Extrait du document →
★ ★ ★ ★ ★ ★ ★

Surtout, ce film est l'un des plus beaux arguments de ces dernières années pour promouvoir le retour en salle. Le Dune de Villeneuve a été conçu pour le très grand écran, et on comprend mieux les critiques du réalisateur («c'est comme faire du hors-bord dans une baignoire», explique-t-il) vis-à-vis de la décision de Warner de sortir en même temps aux Etats-Unis le film au cinéma et sur la plate-forme HBO Max. Un non-sens complet qui enlèvera une bonne part de la magie du film.

Une galerie de personnages parfaite, trop parfaite ?

Pour animer ce décor grandiose, on pouvait craindre que le choix de faire appel à des stars très identifiées casse l'immersion dans cette longue galerie de personnages et... il n'en est quasiment rien. Mention spéciale à Timothée Chalamet, dont on pouvait douter qu'il possède le charisme nécessaire pour incarner ce jeune héritier, qui prend conscience au fil du temps de son destin à la mesure de l'univers, héros encore juvénile mais au rôle messianique attendu depuis des siècles par tout un peuple. Alors que le Franco-américain de 25 ans avait fait part dès l'annonce du projet de son envie d'incarner Paul Atréides, Denis Villeneuve a semble-t-il lui aussi préparé le film avec la nouvelle grande star du cinéma mondial. Et force est de constater que le joli minois de Chalamet (Call me by your name, Les quatre filles du Docteur March,...) convient parfaitement à la fonction, les choix cornéliens qui s'imposent à lui - comment venger la mort de son père sans devenir celui qui sèmera la guerre dans l'Empire galactique ? - semblant peser particulièrement sur ses frêles épaules. A peine sorti des jupons de sa puissante mère, le voilà obligé d'endosser celui de chef de guerre, dernier héritier de son clan. A ce titre, le film rend parfaitement compte de la dimension de roman d'apprentissage de Dune et des rapports mère-fils, sans doute l'aspect le mieux traité par Denis Villeneuve.

★ ★ ★ ★ ★ ★ ★

Entrées de données →
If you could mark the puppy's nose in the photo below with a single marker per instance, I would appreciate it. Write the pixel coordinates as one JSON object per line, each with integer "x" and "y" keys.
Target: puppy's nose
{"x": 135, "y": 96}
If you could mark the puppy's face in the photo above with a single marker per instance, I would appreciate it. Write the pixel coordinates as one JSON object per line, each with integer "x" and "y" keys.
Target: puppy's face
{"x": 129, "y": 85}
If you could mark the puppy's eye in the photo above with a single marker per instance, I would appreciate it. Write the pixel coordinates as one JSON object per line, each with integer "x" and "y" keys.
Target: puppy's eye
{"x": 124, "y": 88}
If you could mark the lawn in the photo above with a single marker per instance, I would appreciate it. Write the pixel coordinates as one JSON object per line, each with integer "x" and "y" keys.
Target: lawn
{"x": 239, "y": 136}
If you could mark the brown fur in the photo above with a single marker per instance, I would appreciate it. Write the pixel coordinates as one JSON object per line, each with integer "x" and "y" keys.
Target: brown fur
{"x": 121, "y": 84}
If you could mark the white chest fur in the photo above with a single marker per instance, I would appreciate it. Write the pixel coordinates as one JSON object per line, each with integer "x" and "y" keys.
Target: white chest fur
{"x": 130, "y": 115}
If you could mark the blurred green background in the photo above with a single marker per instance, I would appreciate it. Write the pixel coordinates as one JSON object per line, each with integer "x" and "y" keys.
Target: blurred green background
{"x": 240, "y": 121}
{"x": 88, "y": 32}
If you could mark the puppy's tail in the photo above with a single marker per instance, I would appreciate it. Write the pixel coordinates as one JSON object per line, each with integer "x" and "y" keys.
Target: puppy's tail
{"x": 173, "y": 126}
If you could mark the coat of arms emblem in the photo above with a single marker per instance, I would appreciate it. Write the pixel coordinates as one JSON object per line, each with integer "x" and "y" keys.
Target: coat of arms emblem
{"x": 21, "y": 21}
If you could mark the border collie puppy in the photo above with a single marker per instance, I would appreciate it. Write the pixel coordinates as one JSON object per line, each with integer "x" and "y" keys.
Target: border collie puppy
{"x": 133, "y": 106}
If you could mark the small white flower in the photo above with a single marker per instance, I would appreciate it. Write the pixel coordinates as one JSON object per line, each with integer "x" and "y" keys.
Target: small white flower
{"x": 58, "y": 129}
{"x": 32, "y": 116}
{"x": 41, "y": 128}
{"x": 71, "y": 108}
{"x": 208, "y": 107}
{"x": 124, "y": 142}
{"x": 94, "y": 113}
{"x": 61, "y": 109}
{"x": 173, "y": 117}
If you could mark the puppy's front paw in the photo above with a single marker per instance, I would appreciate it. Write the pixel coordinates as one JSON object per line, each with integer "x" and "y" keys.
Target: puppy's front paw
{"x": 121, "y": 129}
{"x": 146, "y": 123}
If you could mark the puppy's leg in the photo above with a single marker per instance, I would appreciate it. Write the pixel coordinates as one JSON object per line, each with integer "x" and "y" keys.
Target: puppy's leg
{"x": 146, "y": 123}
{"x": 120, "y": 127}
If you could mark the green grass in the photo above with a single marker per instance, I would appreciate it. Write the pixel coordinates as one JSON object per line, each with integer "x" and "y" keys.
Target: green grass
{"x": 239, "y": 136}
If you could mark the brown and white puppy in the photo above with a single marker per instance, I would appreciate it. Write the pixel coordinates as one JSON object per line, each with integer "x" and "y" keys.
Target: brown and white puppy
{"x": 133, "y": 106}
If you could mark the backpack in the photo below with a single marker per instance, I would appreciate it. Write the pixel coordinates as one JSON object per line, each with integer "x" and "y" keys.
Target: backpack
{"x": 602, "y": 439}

★ ★ ★ ★ ★ ★ ★

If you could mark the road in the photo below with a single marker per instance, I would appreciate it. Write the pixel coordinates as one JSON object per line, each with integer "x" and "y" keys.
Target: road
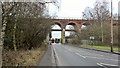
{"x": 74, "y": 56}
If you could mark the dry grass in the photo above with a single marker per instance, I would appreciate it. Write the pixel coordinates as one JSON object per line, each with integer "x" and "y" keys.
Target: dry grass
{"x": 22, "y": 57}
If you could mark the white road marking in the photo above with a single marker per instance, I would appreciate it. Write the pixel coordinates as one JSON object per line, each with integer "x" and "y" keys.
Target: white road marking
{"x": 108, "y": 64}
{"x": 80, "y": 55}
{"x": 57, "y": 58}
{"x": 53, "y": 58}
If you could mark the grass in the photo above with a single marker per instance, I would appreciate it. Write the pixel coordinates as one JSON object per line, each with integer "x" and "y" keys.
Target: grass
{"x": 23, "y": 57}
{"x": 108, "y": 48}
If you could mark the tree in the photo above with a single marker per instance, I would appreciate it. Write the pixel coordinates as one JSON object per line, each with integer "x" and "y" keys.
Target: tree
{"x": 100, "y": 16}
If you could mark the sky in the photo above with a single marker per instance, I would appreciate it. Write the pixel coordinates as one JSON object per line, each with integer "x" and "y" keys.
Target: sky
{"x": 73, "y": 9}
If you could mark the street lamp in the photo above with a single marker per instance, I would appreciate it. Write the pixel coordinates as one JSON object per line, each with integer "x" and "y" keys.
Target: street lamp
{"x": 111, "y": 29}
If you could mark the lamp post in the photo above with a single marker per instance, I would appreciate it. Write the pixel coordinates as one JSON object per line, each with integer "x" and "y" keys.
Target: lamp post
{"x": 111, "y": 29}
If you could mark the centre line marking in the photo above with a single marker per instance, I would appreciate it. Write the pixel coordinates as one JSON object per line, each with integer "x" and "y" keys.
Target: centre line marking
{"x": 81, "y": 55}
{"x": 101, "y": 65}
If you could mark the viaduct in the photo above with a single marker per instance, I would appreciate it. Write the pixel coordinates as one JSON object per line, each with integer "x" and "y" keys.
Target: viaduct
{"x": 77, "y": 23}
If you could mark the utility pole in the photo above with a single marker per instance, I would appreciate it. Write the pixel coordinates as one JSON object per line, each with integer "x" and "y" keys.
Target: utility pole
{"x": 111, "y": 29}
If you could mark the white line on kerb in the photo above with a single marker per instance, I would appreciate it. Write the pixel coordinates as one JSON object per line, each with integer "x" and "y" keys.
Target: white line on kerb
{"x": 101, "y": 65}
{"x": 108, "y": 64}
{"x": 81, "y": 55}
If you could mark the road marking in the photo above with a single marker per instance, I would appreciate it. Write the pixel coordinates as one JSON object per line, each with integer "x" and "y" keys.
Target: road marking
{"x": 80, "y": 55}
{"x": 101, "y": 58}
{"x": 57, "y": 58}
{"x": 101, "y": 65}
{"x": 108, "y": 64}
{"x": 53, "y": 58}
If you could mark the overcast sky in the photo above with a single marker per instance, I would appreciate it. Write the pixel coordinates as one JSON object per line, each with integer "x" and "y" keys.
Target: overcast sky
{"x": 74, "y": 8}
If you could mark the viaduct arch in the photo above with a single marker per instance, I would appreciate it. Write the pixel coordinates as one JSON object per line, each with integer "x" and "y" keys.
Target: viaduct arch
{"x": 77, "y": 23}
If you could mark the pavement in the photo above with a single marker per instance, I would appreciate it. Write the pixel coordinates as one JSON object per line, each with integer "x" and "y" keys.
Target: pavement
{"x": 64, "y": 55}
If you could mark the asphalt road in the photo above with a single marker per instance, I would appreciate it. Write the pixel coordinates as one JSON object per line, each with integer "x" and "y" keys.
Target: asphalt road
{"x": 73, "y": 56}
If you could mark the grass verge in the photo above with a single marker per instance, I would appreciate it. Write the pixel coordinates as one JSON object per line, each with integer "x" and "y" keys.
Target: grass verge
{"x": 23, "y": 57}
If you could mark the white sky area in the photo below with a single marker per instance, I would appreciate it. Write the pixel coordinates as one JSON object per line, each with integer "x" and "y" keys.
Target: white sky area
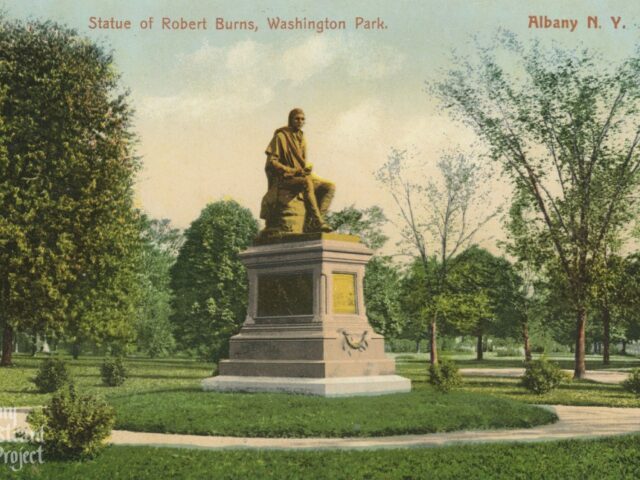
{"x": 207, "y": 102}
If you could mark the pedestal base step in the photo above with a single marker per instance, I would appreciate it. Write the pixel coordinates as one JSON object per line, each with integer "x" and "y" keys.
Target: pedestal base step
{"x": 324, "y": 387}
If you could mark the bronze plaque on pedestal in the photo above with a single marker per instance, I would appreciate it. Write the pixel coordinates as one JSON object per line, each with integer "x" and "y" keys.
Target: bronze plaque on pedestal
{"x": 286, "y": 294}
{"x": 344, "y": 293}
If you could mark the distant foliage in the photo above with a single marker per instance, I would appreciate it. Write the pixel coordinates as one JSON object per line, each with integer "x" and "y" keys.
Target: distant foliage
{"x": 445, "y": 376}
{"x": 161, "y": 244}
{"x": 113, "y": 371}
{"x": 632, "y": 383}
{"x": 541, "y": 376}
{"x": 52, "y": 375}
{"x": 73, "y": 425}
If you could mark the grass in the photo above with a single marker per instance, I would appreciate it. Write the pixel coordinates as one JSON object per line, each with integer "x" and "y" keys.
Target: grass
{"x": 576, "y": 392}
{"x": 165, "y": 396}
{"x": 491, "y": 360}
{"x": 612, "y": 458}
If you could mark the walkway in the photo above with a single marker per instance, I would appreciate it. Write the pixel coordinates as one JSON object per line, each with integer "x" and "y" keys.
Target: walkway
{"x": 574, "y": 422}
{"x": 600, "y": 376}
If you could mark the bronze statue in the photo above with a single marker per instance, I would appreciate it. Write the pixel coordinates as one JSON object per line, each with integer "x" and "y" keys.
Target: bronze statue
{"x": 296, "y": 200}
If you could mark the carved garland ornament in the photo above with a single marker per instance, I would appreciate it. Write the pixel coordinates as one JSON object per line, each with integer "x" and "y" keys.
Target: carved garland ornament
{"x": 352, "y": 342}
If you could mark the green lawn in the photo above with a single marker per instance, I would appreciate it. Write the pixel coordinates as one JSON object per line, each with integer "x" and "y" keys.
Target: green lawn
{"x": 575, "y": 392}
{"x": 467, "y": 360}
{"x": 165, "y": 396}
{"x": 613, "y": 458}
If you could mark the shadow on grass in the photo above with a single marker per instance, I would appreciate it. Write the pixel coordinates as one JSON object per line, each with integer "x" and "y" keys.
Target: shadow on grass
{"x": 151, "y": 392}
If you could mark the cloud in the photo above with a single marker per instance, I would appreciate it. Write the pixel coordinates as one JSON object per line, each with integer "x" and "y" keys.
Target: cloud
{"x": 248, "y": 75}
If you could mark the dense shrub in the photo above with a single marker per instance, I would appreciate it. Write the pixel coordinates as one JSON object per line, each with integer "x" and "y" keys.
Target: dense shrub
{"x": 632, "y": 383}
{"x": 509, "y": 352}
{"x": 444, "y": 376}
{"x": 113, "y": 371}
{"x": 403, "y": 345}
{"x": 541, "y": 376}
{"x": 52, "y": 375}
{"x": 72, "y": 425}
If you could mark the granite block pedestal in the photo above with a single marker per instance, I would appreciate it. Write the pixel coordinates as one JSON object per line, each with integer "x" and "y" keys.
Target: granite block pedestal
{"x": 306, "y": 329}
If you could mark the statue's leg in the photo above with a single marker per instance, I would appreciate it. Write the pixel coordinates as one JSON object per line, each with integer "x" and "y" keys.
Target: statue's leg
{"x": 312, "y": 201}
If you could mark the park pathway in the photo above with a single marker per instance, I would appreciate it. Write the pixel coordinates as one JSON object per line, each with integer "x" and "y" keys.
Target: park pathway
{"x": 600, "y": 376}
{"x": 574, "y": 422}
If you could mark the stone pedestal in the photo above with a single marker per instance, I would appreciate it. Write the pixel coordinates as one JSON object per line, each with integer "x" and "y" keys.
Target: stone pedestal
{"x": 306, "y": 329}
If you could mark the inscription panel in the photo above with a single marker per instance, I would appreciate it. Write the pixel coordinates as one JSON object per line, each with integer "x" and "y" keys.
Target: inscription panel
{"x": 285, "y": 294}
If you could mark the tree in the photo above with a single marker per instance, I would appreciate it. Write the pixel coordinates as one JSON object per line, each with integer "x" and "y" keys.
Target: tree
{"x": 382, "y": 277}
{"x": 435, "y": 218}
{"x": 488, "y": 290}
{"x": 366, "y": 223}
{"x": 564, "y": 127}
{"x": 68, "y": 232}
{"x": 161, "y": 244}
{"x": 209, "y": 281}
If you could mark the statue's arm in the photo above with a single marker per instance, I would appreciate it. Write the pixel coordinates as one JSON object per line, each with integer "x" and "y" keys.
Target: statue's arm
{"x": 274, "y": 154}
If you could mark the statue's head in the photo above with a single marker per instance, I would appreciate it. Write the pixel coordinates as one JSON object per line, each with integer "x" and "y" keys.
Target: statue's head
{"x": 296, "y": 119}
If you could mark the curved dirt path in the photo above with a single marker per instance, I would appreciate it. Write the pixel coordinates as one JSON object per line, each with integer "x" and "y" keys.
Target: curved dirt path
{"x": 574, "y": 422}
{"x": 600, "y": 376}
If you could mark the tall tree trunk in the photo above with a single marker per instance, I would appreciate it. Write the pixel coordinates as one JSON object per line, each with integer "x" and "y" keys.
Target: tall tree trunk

★ ★ ★ ★ ★ ★ ★

Exercices à résoudre →
a) Selon l'extrait du document, pourquoi Denis Villeneuve s'oppose-t-il à la décision de Warner concernant la sortie du film aux États-Unis ? Répondez en une à trois phrases.
b) D'après l'extrait du document, quel âge a Timothée Chalamet ?
c) Recopiez, dans l'extrait du document, le passage allant de « Surtout, ce film » jusqu'à « magie du film. ».

Corrigé de l'exercice →
a) Le film a été conçu pour le très grand écran, et le sortir en même temps au cinéma et sur HBO Max lui enlèverait une bonne part de sa magie. Villeneuve compare cela à « faire du hors-bord dans une baignoire ».

b) Il a 25 ans.

c)
Surtout, ce film est l'un des plus beaux arguments de ces dernières années pour promouvoir le retour en salle. Le Dune de Villeneuve a été conçu pour le très grand écran, et on comprend mieux les critiques du réalisateur («c'est comme faire du hors-bord dans une baignoire», explique-t-il) vis-à-vis de la décision de Warner de sortir en même temps aux Etats-Unis le film au cinéma et sur la plate-forme HBO Max. Un non-sens complet qui enlèvera une bonne part de la magie du film.